Extract to read:
● ● ● ●

He first survived a barrage of well-meant sympathy from the huge crowds and then remained sufficiently sensible, with the help of his good friend and Friday’s fourball partner, Lee Westwood, to turn back the challenge of one of America’s stellar pairings, Phil Mickelson and Chris DiMarco.

Europe won by one hole and as fate surely dictated it was Clarke who produced the shot that won the hole that went on to win the match. It came at the 16th, 555 yards of devilry that is often called the greatest par-5 in Ireland. Clarke was 254 yards from the pin for his second shot which, with a carry over the River Liffey that runs in front of the green, is a distance beyond most mortals. But Clarke is one of the longer hitters and, as the match was all square at the time, it seemed to him worth the gamble.

“I decided I could cut a little five-wood in there,” the Ulsterman said, “and I hit almost the perfect shot.”

He carried the Liffey OK, hit the green and ran just to the side of the green, pin high. There had been tumultuous cheers for the Ulsterman as he walked to first tee; now they were repeated for the spectators knew that shot was good enough to win the hole, which it did.

Two holes later, the match was won and rarely, if ever, can one man have been so much hugged by so many. It had started on the first tee.

“Both Chris [DiMarco] and Phil [Mickelson] gave me a hug,” said Clarke “and that’s what the Ryder Cup is about, not animosity.”

Asked if he had been able to control his emotions at that point, Westwood, a solid Worksop man, cut in. “Oh yeah,” he said, “he only goes and smashes his tee shot 340 yards down the middle and birdies the hole.”

There was more of the same at the 18th. A hug from his partner, from his opponents, the caddies, sundry officials and even Mickelson’s wife Amy.

Somehow it felt removed from cheap sentimentality. Clarke was honouring his wife, Heather, who throughout her long illness had wanted him to go and play.

And the big man himself? How did he feel on the 18th? “I experienced emotions,” he said, “that I hope none of you ever have to have.”

● ● ● ●

Dataset content:
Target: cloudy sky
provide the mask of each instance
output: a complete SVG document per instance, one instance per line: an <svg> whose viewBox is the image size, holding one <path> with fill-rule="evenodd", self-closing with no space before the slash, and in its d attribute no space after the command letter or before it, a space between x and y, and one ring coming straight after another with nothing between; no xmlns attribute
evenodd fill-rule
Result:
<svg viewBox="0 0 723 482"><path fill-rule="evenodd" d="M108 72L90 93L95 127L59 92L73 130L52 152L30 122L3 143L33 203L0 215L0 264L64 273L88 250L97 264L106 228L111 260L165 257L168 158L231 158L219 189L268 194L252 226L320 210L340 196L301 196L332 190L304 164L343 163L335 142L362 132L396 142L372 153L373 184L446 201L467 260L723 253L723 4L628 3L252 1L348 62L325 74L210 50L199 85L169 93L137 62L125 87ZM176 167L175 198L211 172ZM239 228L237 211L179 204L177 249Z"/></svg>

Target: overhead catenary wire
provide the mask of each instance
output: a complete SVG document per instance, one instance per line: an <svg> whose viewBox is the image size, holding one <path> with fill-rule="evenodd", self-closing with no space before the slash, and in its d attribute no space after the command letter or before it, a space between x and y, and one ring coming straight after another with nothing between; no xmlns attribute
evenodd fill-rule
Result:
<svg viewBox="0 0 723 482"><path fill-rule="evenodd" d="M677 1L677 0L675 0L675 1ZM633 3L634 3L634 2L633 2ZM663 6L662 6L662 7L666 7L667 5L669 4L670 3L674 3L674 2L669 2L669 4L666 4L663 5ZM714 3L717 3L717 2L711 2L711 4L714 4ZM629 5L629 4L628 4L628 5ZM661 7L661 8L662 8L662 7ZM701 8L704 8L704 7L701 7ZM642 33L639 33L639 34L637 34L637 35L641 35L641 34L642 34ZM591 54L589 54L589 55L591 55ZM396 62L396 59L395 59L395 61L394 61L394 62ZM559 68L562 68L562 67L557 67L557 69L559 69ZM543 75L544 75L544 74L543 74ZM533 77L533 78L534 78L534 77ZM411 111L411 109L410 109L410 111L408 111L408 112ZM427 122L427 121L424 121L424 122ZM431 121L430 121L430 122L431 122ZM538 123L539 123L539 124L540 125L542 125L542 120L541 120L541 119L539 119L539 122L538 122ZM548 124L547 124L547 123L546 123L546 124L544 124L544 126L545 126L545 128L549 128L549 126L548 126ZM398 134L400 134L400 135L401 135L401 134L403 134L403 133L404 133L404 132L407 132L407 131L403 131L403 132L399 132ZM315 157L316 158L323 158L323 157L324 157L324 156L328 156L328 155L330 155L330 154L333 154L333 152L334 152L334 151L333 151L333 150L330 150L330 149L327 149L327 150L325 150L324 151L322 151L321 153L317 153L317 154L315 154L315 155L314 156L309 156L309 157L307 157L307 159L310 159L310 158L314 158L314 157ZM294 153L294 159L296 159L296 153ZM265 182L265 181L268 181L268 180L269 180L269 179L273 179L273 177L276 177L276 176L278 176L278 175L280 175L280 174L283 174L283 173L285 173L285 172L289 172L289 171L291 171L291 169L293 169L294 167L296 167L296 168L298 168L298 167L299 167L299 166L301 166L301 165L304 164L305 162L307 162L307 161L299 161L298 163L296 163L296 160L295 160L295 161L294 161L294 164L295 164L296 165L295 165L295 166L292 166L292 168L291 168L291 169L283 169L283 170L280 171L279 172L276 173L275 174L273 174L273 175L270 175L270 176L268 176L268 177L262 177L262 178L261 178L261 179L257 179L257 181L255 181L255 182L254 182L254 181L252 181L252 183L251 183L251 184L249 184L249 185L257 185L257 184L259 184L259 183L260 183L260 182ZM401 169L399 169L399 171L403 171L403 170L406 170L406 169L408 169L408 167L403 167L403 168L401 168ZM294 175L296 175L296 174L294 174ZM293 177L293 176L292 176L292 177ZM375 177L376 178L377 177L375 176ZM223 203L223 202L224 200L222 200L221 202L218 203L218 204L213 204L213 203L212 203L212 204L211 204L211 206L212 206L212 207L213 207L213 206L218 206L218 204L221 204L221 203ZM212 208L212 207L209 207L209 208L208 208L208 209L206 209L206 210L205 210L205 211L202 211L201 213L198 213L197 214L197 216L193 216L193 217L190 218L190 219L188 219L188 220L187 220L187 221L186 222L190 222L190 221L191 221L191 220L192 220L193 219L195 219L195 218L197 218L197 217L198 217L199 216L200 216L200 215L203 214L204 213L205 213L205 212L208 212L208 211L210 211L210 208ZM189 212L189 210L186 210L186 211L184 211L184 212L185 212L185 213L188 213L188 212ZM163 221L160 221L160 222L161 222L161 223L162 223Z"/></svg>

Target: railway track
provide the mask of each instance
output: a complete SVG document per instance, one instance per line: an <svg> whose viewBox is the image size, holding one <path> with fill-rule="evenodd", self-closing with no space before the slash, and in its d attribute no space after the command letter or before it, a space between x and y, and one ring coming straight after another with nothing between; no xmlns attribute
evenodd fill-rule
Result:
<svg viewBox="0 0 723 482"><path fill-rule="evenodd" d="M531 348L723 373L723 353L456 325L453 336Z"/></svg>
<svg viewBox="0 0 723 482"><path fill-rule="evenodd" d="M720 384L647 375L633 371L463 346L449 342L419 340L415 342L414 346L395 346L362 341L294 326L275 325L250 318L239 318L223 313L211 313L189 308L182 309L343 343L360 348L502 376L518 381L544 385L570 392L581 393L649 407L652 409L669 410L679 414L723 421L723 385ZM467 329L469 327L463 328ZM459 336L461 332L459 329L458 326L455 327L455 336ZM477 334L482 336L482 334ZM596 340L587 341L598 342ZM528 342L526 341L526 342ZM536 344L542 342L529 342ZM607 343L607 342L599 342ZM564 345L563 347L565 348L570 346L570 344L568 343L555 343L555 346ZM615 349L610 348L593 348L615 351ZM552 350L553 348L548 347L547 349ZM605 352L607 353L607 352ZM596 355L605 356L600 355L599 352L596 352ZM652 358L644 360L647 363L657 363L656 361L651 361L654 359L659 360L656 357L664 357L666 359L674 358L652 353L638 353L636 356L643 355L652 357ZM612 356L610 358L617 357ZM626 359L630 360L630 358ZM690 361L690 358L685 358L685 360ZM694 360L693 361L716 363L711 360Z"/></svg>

● ● ● ●

Exercise tasks:
a: From the Ryder Cup report, pull out the passage starting with "He carried the" and going on through "the first tee.".
b: According to the Ryder Cup report, how far from the pin was Clarke for his second shot at the 16th?

Responses per task:
a:
He carried the Liffey OK, hit the green and ran just to the side of the green, pin high. There had been tumultuous cheers for the Ulsterman as he walked to first tee; now they were repeated for the spectators knew that shot was good enough to win the hole, which it did.

Two holes later, the match was won and rarely, if ever, can one man have been so much hugged by so many. It had started on the first tee.

b: 254 yards